◆ TASK BRIEF: Looking at the data that follows, count the lines containing the word "building" and write down only that count.

◆ EXERCISE MATERIALS:
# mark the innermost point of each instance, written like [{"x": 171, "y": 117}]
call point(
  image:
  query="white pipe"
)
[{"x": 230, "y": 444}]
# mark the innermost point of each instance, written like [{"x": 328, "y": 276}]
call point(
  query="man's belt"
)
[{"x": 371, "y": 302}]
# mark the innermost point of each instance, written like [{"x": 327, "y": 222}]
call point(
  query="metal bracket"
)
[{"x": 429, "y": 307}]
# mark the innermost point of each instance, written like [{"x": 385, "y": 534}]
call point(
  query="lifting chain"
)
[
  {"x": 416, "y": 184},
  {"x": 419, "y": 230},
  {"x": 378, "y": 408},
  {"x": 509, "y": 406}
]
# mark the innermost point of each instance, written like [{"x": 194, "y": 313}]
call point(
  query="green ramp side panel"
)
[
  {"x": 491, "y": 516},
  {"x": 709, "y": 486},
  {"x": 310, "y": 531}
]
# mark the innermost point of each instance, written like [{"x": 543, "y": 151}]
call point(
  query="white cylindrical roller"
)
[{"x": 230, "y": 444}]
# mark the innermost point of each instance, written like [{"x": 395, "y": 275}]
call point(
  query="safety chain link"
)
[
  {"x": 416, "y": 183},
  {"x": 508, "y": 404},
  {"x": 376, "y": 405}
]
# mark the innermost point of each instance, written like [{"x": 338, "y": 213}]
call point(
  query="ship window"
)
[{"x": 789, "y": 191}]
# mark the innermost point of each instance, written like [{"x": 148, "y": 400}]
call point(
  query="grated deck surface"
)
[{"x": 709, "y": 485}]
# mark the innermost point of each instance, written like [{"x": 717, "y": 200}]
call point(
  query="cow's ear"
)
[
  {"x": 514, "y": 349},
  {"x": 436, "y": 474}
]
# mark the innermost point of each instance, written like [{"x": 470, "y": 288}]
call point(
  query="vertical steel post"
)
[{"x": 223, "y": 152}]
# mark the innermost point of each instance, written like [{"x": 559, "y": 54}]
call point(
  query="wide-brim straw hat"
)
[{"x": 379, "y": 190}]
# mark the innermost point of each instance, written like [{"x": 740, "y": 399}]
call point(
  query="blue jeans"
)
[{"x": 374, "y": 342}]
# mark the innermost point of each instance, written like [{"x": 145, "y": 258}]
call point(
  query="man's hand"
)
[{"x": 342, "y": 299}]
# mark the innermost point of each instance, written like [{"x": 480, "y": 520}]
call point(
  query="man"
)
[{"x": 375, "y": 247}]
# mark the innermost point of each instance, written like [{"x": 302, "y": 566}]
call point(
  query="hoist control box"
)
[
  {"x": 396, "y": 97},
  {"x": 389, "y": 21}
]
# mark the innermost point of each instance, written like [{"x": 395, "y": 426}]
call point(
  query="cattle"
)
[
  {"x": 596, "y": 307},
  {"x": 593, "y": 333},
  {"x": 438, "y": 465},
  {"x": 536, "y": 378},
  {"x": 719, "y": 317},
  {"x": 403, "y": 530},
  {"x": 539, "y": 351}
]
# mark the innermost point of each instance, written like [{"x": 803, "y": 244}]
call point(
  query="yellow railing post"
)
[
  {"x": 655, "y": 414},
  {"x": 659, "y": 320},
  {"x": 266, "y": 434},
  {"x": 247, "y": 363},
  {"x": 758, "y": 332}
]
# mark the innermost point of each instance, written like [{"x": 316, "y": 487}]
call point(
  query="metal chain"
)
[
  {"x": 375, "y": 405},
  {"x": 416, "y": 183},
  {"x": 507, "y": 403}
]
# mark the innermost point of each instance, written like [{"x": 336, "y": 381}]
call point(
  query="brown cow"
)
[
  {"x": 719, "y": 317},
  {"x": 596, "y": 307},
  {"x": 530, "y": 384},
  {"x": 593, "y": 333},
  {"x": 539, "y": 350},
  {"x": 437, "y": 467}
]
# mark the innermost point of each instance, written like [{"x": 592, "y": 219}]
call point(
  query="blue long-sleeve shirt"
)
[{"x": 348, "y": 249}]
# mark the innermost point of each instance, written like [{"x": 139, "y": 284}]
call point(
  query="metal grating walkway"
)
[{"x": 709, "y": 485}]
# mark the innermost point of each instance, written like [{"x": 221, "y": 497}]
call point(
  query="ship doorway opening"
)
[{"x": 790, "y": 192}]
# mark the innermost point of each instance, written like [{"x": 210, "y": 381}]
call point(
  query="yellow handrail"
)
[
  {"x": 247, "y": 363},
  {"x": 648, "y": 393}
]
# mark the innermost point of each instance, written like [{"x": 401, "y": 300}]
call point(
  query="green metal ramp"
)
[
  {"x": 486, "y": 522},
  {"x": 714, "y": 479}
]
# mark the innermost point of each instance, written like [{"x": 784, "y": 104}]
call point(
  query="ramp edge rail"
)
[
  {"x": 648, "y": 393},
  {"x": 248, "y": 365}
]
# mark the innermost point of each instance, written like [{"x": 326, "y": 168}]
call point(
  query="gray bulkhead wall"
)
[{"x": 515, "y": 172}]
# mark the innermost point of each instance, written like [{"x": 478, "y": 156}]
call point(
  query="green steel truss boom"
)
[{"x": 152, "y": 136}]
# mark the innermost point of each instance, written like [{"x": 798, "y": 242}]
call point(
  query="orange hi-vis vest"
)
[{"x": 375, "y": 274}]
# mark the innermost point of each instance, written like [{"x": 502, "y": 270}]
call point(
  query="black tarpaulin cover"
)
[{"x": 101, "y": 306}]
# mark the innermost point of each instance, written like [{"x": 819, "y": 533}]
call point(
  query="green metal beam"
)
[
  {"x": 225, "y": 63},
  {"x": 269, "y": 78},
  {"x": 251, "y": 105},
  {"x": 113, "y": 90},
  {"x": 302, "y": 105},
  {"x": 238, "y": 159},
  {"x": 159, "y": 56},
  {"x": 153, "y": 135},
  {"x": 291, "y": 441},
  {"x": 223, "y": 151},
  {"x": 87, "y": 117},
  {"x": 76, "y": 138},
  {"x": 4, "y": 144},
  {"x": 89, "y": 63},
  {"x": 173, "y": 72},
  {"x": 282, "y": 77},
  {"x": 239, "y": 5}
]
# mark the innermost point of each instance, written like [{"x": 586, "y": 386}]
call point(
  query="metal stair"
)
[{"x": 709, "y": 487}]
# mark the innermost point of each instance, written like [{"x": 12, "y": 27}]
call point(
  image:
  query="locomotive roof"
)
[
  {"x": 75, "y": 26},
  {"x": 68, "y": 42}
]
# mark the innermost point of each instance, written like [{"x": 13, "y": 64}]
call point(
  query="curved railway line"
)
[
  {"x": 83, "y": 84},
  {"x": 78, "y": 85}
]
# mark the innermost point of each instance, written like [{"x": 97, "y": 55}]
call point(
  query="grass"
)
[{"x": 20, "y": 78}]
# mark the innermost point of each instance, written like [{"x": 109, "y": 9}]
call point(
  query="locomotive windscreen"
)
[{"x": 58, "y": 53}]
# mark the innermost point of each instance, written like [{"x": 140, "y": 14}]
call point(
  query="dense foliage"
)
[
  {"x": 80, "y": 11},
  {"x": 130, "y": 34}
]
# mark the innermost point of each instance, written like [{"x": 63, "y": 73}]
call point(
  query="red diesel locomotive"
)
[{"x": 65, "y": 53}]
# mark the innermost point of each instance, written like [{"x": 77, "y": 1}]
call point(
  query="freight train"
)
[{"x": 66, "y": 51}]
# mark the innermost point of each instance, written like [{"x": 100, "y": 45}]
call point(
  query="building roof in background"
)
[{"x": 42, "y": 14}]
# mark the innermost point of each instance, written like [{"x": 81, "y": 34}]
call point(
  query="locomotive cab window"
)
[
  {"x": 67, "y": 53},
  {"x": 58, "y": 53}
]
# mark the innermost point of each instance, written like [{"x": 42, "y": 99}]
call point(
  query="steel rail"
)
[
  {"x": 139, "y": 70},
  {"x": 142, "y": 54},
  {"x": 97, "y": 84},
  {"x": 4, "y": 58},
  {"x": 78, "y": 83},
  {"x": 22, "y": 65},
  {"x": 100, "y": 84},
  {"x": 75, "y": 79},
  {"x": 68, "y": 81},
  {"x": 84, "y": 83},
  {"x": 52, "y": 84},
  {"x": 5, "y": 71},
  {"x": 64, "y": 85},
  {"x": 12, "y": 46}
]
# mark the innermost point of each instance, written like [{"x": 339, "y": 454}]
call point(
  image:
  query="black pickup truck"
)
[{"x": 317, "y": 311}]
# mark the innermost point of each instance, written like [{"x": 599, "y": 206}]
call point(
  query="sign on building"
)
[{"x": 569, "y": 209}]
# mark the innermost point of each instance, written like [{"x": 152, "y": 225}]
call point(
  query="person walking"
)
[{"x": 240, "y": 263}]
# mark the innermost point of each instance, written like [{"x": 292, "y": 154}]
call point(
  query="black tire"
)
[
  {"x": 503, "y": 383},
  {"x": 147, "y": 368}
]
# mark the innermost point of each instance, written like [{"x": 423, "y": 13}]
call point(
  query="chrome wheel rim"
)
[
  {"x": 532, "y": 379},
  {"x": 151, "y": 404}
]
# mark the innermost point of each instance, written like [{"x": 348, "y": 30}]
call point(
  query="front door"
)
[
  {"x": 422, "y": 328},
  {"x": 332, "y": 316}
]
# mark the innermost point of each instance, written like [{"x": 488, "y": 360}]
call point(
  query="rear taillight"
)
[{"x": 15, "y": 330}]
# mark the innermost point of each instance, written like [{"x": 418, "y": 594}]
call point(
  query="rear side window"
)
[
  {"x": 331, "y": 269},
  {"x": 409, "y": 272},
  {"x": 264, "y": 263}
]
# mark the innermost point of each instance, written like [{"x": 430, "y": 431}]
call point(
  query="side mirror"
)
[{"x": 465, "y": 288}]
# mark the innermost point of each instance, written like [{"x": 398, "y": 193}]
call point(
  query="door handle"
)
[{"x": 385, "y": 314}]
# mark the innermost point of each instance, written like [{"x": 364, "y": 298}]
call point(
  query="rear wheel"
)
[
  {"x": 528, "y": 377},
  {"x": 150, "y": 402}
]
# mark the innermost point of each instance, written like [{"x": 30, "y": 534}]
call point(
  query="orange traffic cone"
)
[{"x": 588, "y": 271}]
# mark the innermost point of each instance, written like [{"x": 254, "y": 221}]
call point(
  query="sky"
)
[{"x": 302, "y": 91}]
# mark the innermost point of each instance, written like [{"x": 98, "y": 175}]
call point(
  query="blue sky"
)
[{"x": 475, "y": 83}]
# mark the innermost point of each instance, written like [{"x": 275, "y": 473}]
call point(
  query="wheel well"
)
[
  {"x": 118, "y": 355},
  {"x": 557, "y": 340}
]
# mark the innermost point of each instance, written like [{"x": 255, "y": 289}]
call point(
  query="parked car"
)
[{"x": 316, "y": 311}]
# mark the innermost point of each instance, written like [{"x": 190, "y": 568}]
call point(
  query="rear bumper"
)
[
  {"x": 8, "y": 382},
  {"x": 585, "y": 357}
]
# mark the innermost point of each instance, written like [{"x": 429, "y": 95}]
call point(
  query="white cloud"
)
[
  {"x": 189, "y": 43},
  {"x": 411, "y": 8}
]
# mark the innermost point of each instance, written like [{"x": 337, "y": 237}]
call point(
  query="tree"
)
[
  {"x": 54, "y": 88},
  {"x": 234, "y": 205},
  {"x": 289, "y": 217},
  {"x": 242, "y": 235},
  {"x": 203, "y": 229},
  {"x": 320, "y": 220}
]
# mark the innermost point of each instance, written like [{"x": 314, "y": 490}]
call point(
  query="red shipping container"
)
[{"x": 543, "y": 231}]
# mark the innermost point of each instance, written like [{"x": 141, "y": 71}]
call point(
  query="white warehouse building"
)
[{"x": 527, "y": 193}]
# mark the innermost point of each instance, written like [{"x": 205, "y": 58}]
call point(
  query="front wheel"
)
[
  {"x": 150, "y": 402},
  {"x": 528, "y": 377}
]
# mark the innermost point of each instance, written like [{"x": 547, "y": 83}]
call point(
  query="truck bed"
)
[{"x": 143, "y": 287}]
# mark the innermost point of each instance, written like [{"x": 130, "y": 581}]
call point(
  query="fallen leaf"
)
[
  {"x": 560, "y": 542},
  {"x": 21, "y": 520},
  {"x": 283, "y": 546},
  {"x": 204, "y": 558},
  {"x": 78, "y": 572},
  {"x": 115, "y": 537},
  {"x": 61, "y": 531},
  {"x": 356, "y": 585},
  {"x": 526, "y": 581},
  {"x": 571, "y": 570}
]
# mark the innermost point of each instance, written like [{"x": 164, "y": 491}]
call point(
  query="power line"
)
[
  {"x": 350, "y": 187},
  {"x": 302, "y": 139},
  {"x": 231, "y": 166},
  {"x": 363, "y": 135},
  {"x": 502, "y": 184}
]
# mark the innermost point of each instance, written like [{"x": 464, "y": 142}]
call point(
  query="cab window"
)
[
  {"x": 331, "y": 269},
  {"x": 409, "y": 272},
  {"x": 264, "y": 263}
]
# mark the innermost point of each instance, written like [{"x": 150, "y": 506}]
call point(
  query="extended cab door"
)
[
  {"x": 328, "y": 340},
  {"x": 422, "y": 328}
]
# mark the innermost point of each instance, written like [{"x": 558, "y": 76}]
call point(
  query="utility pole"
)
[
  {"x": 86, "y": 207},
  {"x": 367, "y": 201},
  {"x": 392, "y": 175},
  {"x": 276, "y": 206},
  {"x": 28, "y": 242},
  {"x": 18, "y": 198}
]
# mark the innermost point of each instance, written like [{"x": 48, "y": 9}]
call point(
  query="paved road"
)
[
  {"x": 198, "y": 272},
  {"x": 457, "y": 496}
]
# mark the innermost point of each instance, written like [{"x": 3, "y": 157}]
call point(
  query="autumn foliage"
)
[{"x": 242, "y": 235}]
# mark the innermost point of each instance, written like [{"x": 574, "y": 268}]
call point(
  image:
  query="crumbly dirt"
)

◆ YOUR SOLUTION: 3